* **Problemas a resolver**
1) Substitua "pântano" por "lamaçal" e reescreva o trecho do texto fornecido que vai de "Foi um dia do" até "e solas rotas.", inclusive.
2) Responda a estas perguntas sobre o texto fornecido:
(a) Com quem falou ao telefone, pela manhã, quem escreve o texto?
(b) Que duas ameaças permanentes lá por fora são referidas?
(c) Segundo o texto, o que falta ao viciado para garantir a dose diária?

* **Texto fornecido**
========

Foi um dia do pai atípico. Telefonei ao meu pela manhã, dei
por mim a reconfortá-lo com o mal dos outros. Podia ser pior, se não tivéssemos
um SNS que nos acode e um país que só para cegos de espírito pode ser chamado
de terceiro-mundista. Calhou-nos agora primeiro, a "nós" que nos autoproclamamos
de civilizados e dotados de culturas superiores. Dado a memória ser curta e a
vista alcançar ainda menos, esquecemo-nos de que lá por fora o ébola e a cólera
são ameaças permanentes. Temo pelos sem-abrigo, sem lar onde se recolherem,
pelo viciado, sem carros para arrumar que garantam a dose diária, temo por quem
não consiga permanecer em casa sem ver os pés a enterrarem-se num pântano de
dívidas. Somos um país de gente a viver à jorna, sem pé-de-meia e solas rotas.

========

* **Excerto da fonte**

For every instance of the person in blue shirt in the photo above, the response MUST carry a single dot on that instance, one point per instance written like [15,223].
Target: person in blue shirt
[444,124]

========

* **Respostas do exercício**
1)
Foi um dia do pai atípico. Telefonei ao meu pela manhã, dei
por mim a reconfortá-lo com o mal dos outros. Podia ser pior, se não tivéssemos
um SNS que nos acode e um país que só para cegos de espírito pode ser chamado
de terceiro-mundista. Calhou-nos agora primeiro, a "nós" que nos autoproclamamos
de civilizados e dotados de culturas superiores. Dado a memória ser curta e a
vista alcançar ainda menos, esquecemo-nos de que lá por fora o ébola e a cólera
são ameaças permanentes. Temo pelos sem-abrigo, sem lar onde se recolherem,
pelo viciado, sem carros para arrumar que garantam a dose diária, temo por quem
não consiga permanecer em casa sem ver os pés a enterrarem-se num lamaçal de
dívidas. Somos um país de gente a viver à jorna, sem pé-de-meia e solas rotas.

2)
(a) Com o pai.
(b) O ébola e a cólera.
(c) Carros para arrumar.